Short task 1: In the gardening piece that follows, about how old was the landscape when the writer moved into the house?
-------- Selected extract
As much as I love plants and all of what the act of gardening encompasses, watching my feathered friends fliting about the yard is truly one of the joys and bonuses of laboring in the garden. Their brightly colored feathers, melodic songs, and sometimes gravity defying antics never get boring. Anything I can do to encourage more birds in my garden is a win-win for me and the birds, and as it turns out, many of my bird-friendly efforts are pretty simple and easy to accomplish.

All birds, including hummingbirds, need the same basic elements to become attracted to our yards. For starters, they need to feel safe and need places to nest, so trees and shrubbery are critical.  When my wife and I moved into our house two years ago our yard was completely devoid of dense plantings of shrubs and trees, even though the landscape was almost 30 years old. It resembled a fairway more than a garden and I hardly ever saw any birds. They mostly hung out at the neighbor’s where there were mature trees and several feeders with suet, seed, nectar, and water. I soon realized that luring these delightful creatures over the fence wasn’t going to happen overnight.  I needed to do some serious planting.

Over the next season I worked on site development, adding to and amending the native soil, modifying rock walls, installing pavers, decks, and pergolas and improving drainage.  All that took me to the end of 2020.
----------------
-------- Data provided
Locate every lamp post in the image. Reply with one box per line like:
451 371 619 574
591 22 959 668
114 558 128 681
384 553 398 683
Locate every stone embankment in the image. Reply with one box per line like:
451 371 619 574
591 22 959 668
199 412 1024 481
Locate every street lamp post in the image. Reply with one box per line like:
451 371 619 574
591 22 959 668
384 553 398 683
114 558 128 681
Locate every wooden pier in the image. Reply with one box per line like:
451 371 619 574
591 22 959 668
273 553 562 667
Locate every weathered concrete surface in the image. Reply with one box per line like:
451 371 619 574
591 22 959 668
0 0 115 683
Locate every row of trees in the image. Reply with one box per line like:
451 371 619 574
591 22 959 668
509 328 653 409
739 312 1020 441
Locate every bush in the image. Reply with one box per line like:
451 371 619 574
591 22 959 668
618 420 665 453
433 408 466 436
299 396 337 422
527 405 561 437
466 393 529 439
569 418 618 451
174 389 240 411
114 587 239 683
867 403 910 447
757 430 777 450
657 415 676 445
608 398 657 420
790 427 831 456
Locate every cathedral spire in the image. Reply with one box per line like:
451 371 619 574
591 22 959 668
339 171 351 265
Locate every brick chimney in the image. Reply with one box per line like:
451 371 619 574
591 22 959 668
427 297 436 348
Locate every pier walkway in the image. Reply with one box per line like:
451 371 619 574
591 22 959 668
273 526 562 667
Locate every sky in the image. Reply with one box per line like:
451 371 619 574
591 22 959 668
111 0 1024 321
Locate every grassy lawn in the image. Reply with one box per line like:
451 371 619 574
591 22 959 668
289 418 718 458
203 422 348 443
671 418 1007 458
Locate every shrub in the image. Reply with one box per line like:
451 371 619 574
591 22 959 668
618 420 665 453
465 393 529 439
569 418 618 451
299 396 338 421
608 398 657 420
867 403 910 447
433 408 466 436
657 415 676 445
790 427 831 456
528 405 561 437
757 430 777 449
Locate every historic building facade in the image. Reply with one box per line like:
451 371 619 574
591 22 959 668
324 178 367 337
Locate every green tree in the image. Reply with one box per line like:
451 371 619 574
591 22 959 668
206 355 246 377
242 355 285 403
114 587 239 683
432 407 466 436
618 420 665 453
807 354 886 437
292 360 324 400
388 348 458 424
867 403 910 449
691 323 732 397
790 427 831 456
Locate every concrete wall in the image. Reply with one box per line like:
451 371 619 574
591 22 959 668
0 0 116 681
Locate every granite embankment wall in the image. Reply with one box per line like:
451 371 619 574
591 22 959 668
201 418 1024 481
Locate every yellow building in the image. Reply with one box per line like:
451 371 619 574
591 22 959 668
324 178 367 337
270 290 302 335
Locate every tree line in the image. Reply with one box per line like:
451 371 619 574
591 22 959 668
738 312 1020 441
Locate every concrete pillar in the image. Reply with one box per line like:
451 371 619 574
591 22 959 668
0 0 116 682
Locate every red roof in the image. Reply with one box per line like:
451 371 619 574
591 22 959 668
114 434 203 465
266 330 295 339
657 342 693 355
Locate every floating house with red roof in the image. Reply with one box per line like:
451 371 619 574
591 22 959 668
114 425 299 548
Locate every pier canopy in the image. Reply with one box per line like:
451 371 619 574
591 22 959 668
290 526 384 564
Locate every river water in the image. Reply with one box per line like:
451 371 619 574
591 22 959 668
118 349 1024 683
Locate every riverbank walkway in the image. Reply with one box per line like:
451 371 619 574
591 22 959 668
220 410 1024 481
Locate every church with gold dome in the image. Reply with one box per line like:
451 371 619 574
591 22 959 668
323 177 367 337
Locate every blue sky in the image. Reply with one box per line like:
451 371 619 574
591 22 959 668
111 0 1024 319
----------------
-------- Data provided
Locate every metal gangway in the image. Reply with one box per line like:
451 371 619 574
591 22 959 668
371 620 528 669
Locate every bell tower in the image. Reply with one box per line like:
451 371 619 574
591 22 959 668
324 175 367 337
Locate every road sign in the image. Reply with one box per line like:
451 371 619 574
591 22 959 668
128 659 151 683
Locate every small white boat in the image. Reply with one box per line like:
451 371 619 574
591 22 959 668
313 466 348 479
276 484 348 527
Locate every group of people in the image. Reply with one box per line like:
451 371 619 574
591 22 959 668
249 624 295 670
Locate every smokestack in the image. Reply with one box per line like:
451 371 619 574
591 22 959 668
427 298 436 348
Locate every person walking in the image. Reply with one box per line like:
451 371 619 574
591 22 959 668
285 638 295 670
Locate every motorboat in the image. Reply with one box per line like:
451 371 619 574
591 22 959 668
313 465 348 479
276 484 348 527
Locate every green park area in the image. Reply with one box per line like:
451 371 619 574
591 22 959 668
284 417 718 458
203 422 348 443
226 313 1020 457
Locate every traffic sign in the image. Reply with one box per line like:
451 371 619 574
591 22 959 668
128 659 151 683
----------------
Short task 2: In the listing, rewrite the part that opens with the line containing "Locate every lamp" and closes with the line containing "199 412 1024 481", replacing "Locate" with "Find" and leaving everything else unchanged.

Right answer 1: Almost 30 years old.

Right answer 2:
Find every lamp post in the image. Reply with one box per line like:
451 371 619 574
591 22 959 668
114 558 128 681
384 553 398 683
Find every stone embankment in the image. Reply with one box per line like:
451 371 619 574
591 22 959 668
199 412 1024 481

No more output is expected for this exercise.